Items from a dataset:
────

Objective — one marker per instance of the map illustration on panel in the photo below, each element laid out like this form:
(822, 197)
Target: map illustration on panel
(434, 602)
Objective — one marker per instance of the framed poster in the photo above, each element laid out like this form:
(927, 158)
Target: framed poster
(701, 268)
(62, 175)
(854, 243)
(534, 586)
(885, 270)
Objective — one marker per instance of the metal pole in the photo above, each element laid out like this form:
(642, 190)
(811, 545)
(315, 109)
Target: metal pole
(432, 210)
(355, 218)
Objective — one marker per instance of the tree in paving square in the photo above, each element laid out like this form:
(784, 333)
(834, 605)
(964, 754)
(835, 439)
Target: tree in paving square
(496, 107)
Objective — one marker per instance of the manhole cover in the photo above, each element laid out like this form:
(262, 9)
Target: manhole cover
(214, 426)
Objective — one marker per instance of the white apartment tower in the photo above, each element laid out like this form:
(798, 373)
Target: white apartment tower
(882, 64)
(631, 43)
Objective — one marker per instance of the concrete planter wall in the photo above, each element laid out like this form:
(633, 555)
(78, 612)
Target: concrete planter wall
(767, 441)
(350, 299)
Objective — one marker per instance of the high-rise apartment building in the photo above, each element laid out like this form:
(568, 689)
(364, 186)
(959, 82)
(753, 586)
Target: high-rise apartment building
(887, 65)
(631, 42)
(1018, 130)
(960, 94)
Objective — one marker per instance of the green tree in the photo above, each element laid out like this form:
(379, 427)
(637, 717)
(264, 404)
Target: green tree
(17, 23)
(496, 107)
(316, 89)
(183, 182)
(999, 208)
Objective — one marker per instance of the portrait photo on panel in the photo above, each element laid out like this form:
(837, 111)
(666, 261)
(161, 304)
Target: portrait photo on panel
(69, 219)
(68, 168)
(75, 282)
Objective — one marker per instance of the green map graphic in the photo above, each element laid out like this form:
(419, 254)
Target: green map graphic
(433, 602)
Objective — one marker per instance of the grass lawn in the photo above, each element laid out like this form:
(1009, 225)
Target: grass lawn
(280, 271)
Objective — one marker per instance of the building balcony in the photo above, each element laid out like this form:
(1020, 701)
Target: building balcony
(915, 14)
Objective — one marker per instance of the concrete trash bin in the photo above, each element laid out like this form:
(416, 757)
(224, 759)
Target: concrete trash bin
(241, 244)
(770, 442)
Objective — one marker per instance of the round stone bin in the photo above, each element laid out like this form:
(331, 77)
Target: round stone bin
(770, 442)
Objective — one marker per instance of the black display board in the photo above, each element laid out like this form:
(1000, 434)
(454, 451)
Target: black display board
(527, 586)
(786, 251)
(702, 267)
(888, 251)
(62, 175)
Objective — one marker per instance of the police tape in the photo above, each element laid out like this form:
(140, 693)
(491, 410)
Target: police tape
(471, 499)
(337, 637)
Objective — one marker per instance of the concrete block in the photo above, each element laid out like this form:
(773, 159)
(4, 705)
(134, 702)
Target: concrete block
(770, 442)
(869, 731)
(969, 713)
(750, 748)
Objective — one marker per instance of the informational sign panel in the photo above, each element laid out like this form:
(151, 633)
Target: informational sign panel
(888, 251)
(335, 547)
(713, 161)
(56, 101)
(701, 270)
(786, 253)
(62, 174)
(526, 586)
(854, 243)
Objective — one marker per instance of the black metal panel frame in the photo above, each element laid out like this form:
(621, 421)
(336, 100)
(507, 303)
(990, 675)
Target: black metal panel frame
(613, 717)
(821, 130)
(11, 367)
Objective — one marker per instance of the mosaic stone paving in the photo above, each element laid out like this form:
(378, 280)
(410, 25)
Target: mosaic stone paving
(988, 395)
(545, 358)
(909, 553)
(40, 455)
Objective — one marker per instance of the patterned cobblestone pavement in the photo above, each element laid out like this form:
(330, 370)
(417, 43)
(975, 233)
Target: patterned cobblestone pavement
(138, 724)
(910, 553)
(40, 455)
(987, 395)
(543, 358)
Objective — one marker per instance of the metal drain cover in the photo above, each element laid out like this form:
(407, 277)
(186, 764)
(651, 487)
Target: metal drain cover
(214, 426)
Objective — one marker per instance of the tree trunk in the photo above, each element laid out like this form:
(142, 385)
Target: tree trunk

────

# What is expected:
Please give back all of the records exactly as written.

# Response:
Objective — one marker per instance of the map illustration on panel in the photo below, each element laid out like this form:
(822, 197)
Target: map illustration on panel
(434, 602)
Objective — one marker per instance of the framed poster in the photo above, each element laid out like this form:
(927, 158)
Target: framed poster
(701, 268)
(62, 175)
(854, 243)
(534, 586)
(885, 270)
Objective — one marker per instance of the metal pole in the photo above, each element laid out like this form:
(642, 190)
(811, 545)
(315, 109)
Target: metal pole
(432, 210)
(355, 218)
Objective — one marker per instance of the tree in paving square in the photo above, each element laid out like this form:
(784, 333)
(834, 605)
(964, 754)
(835, 439)
Target: tree in paving square
(496, 107)
Objective — one marker per instance of the manhole cover in the photo above, each element laid out like this form:
(262, 9)
Target: manhole cover
(214, 426)
Objective — one marker per instance of the white apartment tower in the photo above, each element laid out like this form:
(798, 373)
Target: white apartment tower
(882, 64)
(631, 43)
Objective — one marker per instance of the concrete planter wall in the photo above, each element laid out like this form:
(633, 555)
(78, 612)
Target: concrete planter wall
(767, 441)
(350, 299)
Objective — one marker per instance of the high-rise apartment building in the photo above, each element laid out like this form:
(568, 689)
(364, 186)
(959, 82)
(753, 586)
Target: high-rise apartment building
(887, 65)
(631, 42)
(1018, 130)
(960, 94)
Objective — one marker per instance of the green tree in the photo above, each element laid out like this form:
(379, 427)
(637, 717)
(264, 404)
Target: green tree
(17, 23)
(496, 107)
(316, 89)
(183, 182)
(999, 208)
Objective — one marker per instance of the portrait photo on panel in the photo above, each element laid out like this form:
(837, 111)
(666, 261)
(161, 304)
Target: portrait photo on panel
(69, 219)
(68, 168)
(75, 282)
Objective — one marker per instance of the green map graphic in the photo above, each element laid out like this form:
(419, 254)
Target: green map graphic
(433, 602)
Objective — one marker per instance of the grass lawn in the photo above, each element laid out like this form:
(1009, 225)
Target: grass lawn
(280, 271)
Objective — one marker per instance of the building balcony in the photo above, each element laid out like this form:
(1020, 701)
Target: building balcony
(915, 14)
Objective — one marker per instance of the concrete trash bin in the photo above, each element laid out like this form:
(416, 757)
(224, 759)
Target: concrete trash bin
(241, 244)
(770, 442)
Objective — one marker per instance of the round stone bin in the photo above, each element laid out like this form:
(331, 77)
Target: round stone bin
(770, 442)
Objective — one marker per instance of the black display board in the photo above, each element laid out like this form:
(1000, 434)
(454, 451)
Target: black display board
(527, 586)
(786, 251)
(702, 267)
(888, 251)
(62, 175)
Objective — one marker per instance of the police tape in the photo above, each element laid out like this form:
(140, 693)
(491, 410)
Target: police tape
(471, 499)
(337, 637)
Objective — one marker per instance of the concrete block in the photo above, each element laid out like this form:
(773, 159)
(4, 705)
(134, 702)
Target: concrete block
(770, 442)
(869, 731)
(969, 713)
(750, 748)
Objective — one marker per instance of the informational sign panel in the photo above, each element laid out like this form:
(151, 633)
Target: informational sign panel
(888, 251)
(335, 547)
(713, 161)
(56, 101)
(701, 270)
(786, 253)
(62, 174)
(526, 586)
(854, 243)
Objective — one marker per instance of the black metal panel frame in the photo above, each element laid out like this form:
(621, 421)
(336, 100)
(507, 303)
(990, 675)
Target: black metal panel frame
(613, 717)
(821, 130)
(11, 367)
Objective — one marker per instance of the mosaic stone paving in the photo above, each element laid out like this form:
(378, 280)
(410, 25)
Target: mosaic stone paving
(988, 395)
(545, 358)
(909, 553)
(40, 455)
Objective — one marker per instance of the patterned cobblestone pavement in the photo above, each element laid out like this form:
(330, 370)
(417, 43)
(975, 233)
Target: patterned cobblestone pavement
(138, 724)
(910, 553)
(40, 455)
(987, 395)
(543, 358)
Objective — one marker per instance of the metal drain cover in the photo above, each element laid out like this form:
(407, 277)
(186, 764)
(651, 487)
Target: metal drain cover
(214, 426)
Objective — one marker per instance of the tree trunk in the photo above, each element laid out like this form:
(142, 385)
Target: tree trunk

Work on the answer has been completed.